▶ _WHAT IS ASKED_: Copy the entries from the line containing "query | white popcorn piece" through the line containing "<point>746,133</point>" with no changes, and include both of those lines.

Excerpts from a point labeling dataset
+++++
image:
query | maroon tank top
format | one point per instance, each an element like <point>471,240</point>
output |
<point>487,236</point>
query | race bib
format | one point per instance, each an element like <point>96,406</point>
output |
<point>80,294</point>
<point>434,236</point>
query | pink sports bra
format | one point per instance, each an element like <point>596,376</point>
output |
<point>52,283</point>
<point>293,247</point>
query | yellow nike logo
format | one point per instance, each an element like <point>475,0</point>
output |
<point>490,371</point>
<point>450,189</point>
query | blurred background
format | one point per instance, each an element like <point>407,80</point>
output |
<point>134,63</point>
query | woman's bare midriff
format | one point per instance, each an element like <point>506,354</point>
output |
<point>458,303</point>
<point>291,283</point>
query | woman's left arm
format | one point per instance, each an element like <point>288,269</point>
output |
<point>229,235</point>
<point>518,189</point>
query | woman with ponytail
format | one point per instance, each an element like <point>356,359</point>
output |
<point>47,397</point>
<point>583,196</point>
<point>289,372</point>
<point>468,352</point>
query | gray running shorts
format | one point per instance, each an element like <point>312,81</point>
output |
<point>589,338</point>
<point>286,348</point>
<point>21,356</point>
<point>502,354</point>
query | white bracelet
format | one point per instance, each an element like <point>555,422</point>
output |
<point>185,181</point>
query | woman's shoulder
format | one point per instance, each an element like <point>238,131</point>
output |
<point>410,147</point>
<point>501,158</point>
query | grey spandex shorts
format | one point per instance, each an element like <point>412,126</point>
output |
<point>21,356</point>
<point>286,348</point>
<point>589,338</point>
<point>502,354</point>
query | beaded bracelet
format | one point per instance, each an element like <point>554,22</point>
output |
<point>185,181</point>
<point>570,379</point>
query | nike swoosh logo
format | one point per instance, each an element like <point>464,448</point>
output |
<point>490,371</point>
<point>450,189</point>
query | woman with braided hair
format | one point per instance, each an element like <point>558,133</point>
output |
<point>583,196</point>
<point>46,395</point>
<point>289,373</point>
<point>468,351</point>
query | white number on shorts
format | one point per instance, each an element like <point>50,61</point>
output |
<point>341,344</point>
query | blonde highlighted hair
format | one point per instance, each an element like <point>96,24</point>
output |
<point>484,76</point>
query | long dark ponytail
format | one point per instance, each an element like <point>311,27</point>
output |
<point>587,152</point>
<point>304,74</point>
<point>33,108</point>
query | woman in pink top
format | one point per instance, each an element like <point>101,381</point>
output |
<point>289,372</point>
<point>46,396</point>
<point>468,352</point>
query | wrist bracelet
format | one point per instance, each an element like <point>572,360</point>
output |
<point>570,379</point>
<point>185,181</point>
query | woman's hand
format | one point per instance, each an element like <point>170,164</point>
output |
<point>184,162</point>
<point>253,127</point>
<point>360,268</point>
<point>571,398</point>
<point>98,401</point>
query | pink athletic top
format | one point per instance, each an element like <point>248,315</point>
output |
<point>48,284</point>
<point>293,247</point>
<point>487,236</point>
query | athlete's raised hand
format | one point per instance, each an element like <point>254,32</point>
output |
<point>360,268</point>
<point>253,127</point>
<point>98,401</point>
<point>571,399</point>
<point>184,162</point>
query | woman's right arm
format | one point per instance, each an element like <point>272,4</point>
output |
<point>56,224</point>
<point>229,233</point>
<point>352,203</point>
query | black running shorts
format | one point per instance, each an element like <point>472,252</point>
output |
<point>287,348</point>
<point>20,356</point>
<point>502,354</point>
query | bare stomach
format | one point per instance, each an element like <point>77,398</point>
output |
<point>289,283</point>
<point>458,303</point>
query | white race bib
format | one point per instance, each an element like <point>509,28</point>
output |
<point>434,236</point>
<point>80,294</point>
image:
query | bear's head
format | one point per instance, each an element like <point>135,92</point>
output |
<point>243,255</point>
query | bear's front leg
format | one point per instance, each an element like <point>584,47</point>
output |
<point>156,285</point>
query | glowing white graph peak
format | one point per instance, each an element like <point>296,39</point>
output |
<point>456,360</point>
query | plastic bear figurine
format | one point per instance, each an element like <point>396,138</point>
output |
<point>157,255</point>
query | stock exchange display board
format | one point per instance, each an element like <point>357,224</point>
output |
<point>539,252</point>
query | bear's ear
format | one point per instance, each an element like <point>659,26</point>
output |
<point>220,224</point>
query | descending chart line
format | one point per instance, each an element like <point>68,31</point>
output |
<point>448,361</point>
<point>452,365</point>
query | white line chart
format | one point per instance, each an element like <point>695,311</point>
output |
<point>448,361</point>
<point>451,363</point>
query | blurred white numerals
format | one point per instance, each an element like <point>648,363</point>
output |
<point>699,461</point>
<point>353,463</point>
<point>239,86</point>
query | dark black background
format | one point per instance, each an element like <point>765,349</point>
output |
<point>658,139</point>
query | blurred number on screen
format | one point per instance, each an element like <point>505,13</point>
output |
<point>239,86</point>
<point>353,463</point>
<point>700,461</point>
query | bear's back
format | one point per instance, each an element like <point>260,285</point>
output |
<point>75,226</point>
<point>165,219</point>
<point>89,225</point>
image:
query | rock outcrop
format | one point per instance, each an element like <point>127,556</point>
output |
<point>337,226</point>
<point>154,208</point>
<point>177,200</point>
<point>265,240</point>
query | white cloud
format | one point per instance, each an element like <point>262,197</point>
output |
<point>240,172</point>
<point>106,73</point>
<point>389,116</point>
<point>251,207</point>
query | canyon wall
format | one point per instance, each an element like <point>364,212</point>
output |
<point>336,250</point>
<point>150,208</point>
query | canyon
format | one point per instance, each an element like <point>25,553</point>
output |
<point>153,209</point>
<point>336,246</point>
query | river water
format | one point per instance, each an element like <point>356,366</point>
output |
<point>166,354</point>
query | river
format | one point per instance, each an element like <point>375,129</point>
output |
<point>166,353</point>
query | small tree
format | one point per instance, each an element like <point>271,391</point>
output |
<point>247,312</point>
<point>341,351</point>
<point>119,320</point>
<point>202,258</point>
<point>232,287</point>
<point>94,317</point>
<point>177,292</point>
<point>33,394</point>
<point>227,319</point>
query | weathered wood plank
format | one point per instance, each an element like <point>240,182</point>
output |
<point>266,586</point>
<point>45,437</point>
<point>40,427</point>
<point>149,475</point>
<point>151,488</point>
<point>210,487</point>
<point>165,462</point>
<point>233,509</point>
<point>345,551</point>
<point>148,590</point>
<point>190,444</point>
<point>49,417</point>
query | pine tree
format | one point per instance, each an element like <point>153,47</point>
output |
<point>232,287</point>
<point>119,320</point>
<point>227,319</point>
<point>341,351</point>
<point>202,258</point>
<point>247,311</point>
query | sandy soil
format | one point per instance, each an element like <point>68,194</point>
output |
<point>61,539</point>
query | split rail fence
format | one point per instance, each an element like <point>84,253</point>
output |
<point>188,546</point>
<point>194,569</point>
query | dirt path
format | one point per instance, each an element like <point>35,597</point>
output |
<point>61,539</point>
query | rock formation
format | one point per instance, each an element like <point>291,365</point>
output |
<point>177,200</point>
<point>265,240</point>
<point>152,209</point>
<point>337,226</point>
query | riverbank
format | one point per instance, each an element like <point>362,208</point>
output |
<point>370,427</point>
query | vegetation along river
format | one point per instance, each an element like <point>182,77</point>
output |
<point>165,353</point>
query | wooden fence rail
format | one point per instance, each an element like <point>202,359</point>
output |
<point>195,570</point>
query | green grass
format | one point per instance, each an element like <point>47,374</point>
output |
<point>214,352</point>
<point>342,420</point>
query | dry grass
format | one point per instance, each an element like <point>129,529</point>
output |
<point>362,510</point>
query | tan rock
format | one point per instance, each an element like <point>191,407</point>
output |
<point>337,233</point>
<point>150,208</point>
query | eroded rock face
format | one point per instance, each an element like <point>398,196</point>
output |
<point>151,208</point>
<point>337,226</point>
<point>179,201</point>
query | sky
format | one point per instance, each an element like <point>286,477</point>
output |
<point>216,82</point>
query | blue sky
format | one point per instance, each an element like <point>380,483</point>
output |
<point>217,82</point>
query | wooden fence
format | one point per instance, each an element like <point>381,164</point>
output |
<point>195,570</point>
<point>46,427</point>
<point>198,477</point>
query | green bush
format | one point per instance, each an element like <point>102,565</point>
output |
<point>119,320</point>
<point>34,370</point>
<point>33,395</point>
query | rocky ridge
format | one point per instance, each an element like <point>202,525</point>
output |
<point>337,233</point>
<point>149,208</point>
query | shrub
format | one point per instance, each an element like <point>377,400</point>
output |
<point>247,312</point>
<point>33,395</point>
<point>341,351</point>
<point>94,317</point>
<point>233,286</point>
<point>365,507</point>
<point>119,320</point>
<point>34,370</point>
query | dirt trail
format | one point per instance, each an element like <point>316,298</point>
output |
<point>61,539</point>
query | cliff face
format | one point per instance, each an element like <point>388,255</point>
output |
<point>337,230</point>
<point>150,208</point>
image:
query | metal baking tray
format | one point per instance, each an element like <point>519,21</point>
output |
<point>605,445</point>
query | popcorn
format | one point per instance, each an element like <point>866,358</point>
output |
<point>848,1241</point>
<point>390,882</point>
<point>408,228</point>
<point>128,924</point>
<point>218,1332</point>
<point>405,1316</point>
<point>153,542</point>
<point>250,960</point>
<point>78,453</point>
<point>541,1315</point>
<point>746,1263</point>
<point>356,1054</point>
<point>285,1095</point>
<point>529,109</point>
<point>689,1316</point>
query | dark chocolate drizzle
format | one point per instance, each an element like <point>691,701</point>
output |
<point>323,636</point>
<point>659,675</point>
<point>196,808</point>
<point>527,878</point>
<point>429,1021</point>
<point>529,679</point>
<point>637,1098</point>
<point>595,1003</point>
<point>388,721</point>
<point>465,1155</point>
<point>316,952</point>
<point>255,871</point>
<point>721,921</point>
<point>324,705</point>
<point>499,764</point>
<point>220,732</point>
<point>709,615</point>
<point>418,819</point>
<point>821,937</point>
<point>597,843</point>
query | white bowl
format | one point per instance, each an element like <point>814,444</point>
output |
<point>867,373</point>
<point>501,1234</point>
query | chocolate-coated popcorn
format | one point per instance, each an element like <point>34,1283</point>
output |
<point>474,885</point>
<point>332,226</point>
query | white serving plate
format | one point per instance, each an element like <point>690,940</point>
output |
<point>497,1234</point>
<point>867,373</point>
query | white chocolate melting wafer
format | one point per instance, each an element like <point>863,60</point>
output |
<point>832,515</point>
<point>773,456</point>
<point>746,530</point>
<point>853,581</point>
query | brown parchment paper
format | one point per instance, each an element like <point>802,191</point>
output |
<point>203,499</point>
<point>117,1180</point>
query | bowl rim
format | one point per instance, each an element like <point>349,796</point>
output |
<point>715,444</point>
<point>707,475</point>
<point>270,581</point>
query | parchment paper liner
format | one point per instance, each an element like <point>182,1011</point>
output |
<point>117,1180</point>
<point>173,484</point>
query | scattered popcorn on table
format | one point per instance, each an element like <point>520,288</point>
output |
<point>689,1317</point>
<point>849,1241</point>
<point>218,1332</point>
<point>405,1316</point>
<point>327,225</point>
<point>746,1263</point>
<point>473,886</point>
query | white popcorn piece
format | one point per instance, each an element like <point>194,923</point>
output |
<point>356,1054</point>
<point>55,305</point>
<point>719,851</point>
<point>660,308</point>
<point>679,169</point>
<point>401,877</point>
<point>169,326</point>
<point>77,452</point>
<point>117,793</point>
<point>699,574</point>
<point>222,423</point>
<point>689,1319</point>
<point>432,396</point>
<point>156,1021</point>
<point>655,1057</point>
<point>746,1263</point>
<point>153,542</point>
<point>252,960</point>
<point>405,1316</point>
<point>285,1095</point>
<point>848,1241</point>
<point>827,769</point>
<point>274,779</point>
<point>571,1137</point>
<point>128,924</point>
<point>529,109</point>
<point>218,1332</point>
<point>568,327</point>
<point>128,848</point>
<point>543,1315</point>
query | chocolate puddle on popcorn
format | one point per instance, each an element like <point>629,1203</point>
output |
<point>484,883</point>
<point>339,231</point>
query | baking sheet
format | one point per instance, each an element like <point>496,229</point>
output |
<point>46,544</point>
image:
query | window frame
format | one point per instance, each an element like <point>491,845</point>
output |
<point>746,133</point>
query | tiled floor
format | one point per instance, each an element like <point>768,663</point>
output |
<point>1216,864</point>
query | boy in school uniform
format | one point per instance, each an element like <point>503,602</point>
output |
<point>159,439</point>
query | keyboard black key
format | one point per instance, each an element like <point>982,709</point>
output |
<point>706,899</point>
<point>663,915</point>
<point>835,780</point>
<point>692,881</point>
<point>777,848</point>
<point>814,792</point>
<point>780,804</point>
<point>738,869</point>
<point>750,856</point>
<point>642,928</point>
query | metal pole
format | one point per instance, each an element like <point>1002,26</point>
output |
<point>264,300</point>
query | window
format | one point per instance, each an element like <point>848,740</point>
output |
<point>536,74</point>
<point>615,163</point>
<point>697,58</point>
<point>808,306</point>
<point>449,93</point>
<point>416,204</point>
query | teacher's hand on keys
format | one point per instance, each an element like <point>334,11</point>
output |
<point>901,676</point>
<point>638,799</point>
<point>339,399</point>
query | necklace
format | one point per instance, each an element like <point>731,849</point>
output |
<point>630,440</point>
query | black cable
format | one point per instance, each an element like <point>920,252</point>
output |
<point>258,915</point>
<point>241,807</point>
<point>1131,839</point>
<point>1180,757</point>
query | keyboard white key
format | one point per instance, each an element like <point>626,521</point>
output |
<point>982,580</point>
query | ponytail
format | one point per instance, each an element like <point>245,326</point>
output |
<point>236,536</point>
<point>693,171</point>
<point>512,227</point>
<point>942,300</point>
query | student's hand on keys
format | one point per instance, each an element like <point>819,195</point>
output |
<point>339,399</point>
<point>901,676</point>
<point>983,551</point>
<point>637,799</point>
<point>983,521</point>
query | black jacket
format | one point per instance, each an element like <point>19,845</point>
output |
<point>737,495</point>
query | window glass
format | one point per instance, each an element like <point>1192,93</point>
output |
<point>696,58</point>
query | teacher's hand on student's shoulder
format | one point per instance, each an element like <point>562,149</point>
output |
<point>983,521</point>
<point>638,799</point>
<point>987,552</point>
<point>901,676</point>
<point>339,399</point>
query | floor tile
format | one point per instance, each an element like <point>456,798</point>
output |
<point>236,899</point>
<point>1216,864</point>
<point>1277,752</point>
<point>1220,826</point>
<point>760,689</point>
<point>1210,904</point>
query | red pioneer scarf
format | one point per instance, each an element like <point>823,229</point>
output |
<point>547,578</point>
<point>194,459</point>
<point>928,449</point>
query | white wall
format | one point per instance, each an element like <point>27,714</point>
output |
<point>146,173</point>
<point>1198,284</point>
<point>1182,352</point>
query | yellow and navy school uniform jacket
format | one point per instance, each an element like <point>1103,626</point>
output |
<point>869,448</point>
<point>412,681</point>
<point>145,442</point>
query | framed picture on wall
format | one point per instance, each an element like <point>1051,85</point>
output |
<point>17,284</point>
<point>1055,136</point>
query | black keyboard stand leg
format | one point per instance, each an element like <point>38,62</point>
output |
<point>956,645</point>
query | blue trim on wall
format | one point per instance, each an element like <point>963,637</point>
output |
+++++
▶ _ANSWER IN FULL_:
query | white popcorn piece
format | one point per instance, each an element like <point>194,923</point>
output |
<point>356,1054</point>
<point>55,305</point>
<point>719,851</point>
<point>660,308</point>
<point>679,169</point>
<point>401,877</point>
<point>169,326</point>
<point>77,452</point>
<point>117,793</point>
<point>699,574</point>
<point>222,423</point>
<point>689,1319</point>
<point>432,396</point>
<point>156,1021</point>
<point>655,1057</point>
<point>746,1263</point>
<point>153,542</point>
<point>252,960</point>
<point>405,1316</point>
<point>285,1095</point>
<point>848,1241</point>
<point>827,769</point>
<point>274,779</point>
<point>571,1137</point>
<point>128,924</point>
<point>529,109</point>
<point>218,1332</point>
<point>568,327</point>
<point>128,848</point>
<point>543,1315</point>
query | chocolate puddle on popcorn
format | one point per instance, each an element like <point>629,1203</point>
output |
<point>484,883</point>
<point>339,231</point>
query | baking sheet
format | one point per instance, each an element like <point>496,229</point>
output |
<point>46,544</point>
image:
query | window frame
format | one point per instance, each an element like <point>491,845</point>
output |
<point>746,133</point>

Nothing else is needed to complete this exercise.